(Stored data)
------------------------

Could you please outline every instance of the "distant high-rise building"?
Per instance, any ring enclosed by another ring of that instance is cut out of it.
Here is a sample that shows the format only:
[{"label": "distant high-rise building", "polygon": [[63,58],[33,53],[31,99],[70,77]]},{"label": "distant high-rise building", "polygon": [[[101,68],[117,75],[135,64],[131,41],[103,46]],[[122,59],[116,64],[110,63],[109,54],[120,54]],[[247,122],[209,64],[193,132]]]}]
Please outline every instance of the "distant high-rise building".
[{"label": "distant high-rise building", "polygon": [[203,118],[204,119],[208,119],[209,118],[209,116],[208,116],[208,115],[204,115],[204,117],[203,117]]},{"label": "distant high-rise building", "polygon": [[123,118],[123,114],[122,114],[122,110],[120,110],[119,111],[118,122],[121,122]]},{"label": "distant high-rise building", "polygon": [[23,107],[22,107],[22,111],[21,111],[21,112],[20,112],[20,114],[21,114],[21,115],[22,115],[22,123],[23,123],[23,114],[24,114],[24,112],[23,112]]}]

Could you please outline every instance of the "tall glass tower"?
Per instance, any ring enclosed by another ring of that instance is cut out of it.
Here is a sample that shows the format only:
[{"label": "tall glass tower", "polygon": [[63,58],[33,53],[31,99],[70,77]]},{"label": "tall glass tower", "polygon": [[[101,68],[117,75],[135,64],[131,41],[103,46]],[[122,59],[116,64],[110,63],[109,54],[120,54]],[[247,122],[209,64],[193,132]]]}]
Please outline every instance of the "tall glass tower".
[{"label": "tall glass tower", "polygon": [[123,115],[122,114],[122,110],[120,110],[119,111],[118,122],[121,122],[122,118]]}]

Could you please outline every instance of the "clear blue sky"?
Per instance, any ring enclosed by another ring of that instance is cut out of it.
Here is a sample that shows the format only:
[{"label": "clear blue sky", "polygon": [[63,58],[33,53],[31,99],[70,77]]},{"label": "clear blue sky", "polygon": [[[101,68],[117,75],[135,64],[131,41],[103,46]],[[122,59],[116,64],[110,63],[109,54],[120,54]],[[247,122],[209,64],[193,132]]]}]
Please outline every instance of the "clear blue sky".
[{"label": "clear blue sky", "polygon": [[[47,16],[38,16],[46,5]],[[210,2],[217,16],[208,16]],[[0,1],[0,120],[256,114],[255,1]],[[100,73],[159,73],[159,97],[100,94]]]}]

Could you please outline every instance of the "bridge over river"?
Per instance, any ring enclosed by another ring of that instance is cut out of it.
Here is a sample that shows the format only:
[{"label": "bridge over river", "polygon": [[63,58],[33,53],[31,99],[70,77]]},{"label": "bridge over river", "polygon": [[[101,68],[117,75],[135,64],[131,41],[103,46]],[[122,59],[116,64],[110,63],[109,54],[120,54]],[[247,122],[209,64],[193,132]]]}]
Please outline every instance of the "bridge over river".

------------------------

## WRITTEN EXERCISE
Which lines in the listing above contain the string "tall", with case taken into account? Pull out and copy each one.

## ANSWER IN FULL
Could you please outline every instance of the "tall glass tower"?
[{"label": "tall glass tower", "polygon": [[63,58],[33,53],[31,99],[70,77]]},{"label": "tall glass tower", "polygon": [[[101,68],[117,75],[135,64],[131,41],[103,46]],[[122,59],[116,64],[110,63],[109,54],[120,54]],[[247,122],[209,64],[193,132]]]}]
Please outline every instance of the "tall glass tower".
[{"label": "tall glass tower", "polygon": [[123,115],[122,114],[122,110],[120,110],[119,111],[118,122],[121,122],[122,118]]}]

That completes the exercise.